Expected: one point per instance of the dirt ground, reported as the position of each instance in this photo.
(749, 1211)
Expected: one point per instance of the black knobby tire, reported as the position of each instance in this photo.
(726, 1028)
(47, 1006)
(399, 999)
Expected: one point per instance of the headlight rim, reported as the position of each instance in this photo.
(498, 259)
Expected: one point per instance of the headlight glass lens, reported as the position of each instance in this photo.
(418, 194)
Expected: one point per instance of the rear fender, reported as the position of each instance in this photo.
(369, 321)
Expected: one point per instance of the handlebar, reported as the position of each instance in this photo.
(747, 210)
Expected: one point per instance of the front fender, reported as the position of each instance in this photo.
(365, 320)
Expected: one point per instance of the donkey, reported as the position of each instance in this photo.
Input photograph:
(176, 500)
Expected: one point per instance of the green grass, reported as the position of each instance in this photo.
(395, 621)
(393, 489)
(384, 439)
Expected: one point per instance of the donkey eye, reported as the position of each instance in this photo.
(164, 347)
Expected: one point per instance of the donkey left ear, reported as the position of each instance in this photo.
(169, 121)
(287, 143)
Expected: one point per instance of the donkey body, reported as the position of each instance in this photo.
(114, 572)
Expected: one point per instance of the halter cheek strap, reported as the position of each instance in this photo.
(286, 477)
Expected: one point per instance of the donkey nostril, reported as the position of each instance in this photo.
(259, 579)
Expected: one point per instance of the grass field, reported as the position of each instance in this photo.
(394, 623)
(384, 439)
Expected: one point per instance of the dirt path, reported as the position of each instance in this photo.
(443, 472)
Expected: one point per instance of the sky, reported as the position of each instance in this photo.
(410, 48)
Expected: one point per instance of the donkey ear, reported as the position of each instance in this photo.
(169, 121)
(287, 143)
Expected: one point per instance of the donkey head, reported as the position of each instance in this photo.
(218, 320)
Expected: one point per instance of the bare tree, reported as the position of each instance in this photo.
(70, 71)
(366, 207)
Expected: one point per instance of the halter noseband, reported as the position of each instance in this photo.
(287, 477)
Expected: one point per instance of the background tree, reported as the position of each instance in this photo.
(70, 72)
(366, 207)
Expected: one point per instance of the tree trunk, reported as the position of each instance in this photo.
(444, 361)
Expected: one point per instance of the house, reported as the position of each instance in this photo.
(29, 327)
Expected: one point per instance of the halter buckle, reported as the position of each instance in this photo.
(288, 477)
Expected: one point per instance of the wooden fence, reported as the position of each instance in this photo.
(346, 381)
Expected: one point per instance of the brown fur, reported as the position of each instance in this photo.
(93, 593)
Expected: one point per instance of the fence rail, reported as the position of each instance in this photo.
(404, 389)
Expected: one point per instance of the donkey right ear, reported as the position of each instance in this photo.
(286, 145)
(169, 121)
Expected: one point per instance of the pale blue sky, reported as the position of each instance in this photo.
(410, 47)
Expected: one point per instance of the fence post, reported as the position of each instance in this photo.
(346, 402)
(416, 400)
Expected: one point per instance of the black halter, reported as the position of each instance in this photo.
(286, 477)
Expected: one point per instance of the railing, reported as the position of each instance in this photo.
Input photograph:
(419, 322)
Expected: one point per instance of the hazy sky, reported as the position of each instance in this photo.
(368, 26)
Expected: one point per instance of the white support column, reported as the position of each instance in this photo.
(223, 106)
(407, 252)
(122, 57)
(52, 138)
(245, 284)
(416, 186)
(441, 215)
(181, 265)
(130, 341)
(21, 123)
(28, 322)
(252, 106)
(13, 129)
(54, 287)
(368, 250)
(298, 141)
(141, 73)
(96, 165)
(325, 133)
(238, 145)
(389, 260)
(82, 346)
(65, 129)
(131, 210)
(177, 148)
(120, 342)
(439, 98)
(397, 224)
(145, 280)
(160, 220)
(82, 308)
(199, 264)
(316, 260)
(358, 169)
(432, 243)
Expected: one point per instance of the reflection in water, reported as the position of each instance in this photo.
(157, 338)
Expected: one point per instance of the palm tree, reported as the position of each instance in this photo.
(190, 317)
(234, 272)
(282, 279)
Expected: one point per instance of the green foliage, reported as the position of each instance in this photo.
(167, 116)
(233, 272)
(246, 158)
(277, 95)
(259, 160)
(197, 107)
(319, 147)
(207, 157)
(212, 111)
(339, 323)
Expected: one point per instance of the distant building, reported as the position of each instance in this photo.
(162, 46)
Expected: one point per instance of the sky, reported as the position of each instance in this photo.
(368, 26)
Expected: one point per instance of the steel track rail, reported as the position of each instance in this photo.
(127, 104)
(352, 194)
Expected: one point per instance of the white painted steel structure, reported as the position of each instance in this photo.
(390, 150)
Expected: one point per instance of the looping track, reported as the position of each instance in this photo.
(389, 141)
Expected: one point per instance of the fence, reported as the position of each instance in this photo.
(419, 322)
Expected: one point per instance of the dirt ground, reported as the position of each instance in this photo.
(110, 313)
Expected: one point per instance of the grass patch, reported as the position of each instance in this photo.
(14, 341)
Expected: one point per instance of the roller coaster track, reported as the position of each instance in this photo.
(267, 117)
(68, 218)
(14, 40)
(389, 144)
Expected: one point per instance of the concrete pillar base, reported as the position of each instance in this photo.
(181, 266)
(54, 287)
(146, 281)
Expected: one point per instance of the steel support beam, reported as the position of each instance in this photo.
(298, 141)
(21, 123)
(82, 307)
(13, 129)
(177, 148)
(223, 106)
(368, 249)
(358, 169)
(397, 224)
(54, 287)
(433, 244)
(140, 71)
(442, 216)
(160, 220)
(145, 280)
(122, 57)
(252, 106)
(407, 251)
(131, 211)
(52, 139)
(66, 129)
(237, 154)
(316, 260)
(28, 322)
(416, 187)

Prompt:
Write out every line of the listing above, unchanged and in the same order.

The completed task:
Expected: one point per instance of the dirt ground, reported as the position of each instance in this photo.
(749, 1211)
Expected: one point per instance of the black knobby tire, reported as the position of each instance in this photo.
(726, 1028)
(47, 1006)
(399, 999)
Expected: one point per instance of the headlight rim, reported as the position of each instance in this photo.
(498, 259)
Expected: one point per instance of the headlight glass lens, reported as the position of each instance in this photo.
(418, 194)
Expected: one point per instance of the rear fender, reported as the position of each instance in this photo.
(369, 321)
Expected: one point per instance of the handlebar, reported as the position of each instance in this photo.
(747, 210)
Expected: one point per instance of the front fender, reported as the position of each instance in this photo.
(365, 320)
Expected: one point per instance of the donkey, reported as the position of each instance in this photo.
Input photograph:
(176, 500)
Expected: one point per instance of the green grass, reported as the position of each instance in this photo.
(395, 621)
(393, 489)
(384, 439)
Expected: one point per instance of the donkey eye, reported as the position of each instance in this photo.
(164, 347)
Expected: one point per instance of the donkey left ear, reported as the position of each instance in this photo.
(169, 121)
(287, 143)
Expected: one point per instance of the donkey body, reported as the position of each instance in this photo.
(114, 572)
Expected: one point per instance of the halter cheek strap, reported as the position of each instance in this photo.
(286, 477)
Expected: one point per instance of the donkey nostril, reported as the position of each instance in this photo.
(259, 579)
Expected: one point per instance of the grass field, reported as the position of each instance in this photo.
(394, 623)
(384, 439)
Expected: one point per instance of the dirt path, reported as the position of each instance in this photo.
(443, 472)
Expected: one point per instance of the sky, reported as the position of each instance in this photo.
(410, 48)
Expected: one point per instance of the donkey ear, reported as the position of each instance in this photo.
(169, 121)
(287, 143)
Expected: one point per instance of the donkey head, reported as the position of each instance in this photo.
(218, 320)
Expected: one point per instance of the bare tree, reported as the position of each instance in this photo.
(70, 71)
(366, 207)
Expected: one point per instance of the halter noseband, reported as the position of each instance in this photo.
(287, 477)
Expected: one point per instance of the background tree, reported as the position of each instance in this photo.
(70, 72)
(366, 207)
Expected: one point per instance of the tree trunk, reported as the position of each instance in this photo.
(444, 361)
Expected: one point per instance of the house, reported as the position of each instance in this photo.
(29, 327)
Expected: one point per instance of the halter buckle, reported as the position of each instance in this photo.
(288, 477)
Expected: one point per instance of the wooden fence, reported as the position of each instance in this photo.
(346, 381)
Expected: one point per instance of the brown fur, reported as the position of each instance in this photo.
(93, 593)
Expected: one point per instance of the fence rail, reported as the position of each instance in this photo.
(404, 389)
Expected: one point per instance of the donkey right ear, reported as the position of each instance in this photo.
(286, 145)
(169, 121)
Expected: one point per instance of the pale blue sky, reported as the position of each instance in this photo.
(410, 47)
Expected: one point per instance of the fence post, reported as the position of each instance in this photo.
(346, 402)
(416, 400)
Expected: one point per instance of the black halter, reported as the position of each instance in this photo.
(286, 477)
Expected: one point per instance of the railing, reported as the position of each instance in this photo.
Input photograph:
(419, 322)
Expected: one point per instance of the hazy sky, reported as the position of each instance in this photo.
(368, 26)
Expected: one point per instance of the white support column, reported as the position of each instance in this photo.
(223, 106)
(407, 252)
(122, 57)
(52, 138)
(245, 284)
(416, 186)
(441, 215)
(181, 265)
(130, 341)
(21, 123)
(28, 322)
(252, 106)
(13, 129)
(54, 287)
(368, 250)
(298, 141)
(141, 73)
(96, 165)
(325, 133)
(238, 145)
(389, 260)
(82, 346)
(65, 129)
(131, 210)
(177, 148)
(120, 342)
(439, 98)
(397, 224)
(145, 280)
(160, 220)
(82, 308)
(199, 264)
(316, 260)
(358, 169)
(432, 243)
Expected: one point per instance of the reflection in water, reported as the position of each instance in this photo.
(157, 338)
Expected: one point per instance of the palm tree, reported as the position of each instance in this photo.
(190, 317)
(234, 272)
(282, 279)
Expected: one point per instance of the green foliage, reported as the position of each instance in this photo.
(167, 116)
(233, 272)
(246, 158)
(277, 95)
(259, 160)
(197, 107)
(319, 147)
(207, 157)
(212, 111)
(339, 323)
Expected: one point per instance of the distant building, reported as the position of each instance in this photo.
(162, 46)
Expected: one point per instance of the sky, reported as the position of each instance in this photo.
(368, 26)
Expected: one point per instance of the steel track rail, reported as the position of each instance in this photo.
(127, 104)
(352, 194)
Expected: one point per instance of the white painted steel structure, reported as the position of each instance in this photo.
(390, 150)
Expected: one point per instance of the looping track, reported as the position of each instance in this photo.
(389, 141)
Expected: one point per instance of the fence, reported as the position of each instance in this photo.
(419, 322)
Expected: one point per instance of the dirt ground, reported as the position of each instance in this photo.
(110, 313)
Expected: one point per instance of the grass patch, reported as the position of each instance in this photo.
(14, 341)
Expected: one point per instance of the roller coaster track, reported as the position of each instance in this photo.
(267, 117)
(68, 218)
(14, 40)
(389, 144)
Expected: one point per instance of the concrete pillar base, reported as the position of each instance in this photo.
(181, 266)
(54, 287)
(146, 281)
Expected: one point per instance of the steel support beam, reported as the position of each instance in this photo.
(298, 141)
(21, 123)
(82, 307)
(13, 129)
(177, 148)
(223, 106)
(368, 249)
(358, 169)
(397, 224)
(54, 287)
(433, 244)
(140, 71)
(442, 216)
(160, 220)
(145, 280)
(122, 57)
(252, 106)
(407, 251)
(131, 211)
(52, 139)
(66, 129)
(237, 154)
(316, 260)
(28, 322)
(416, 187)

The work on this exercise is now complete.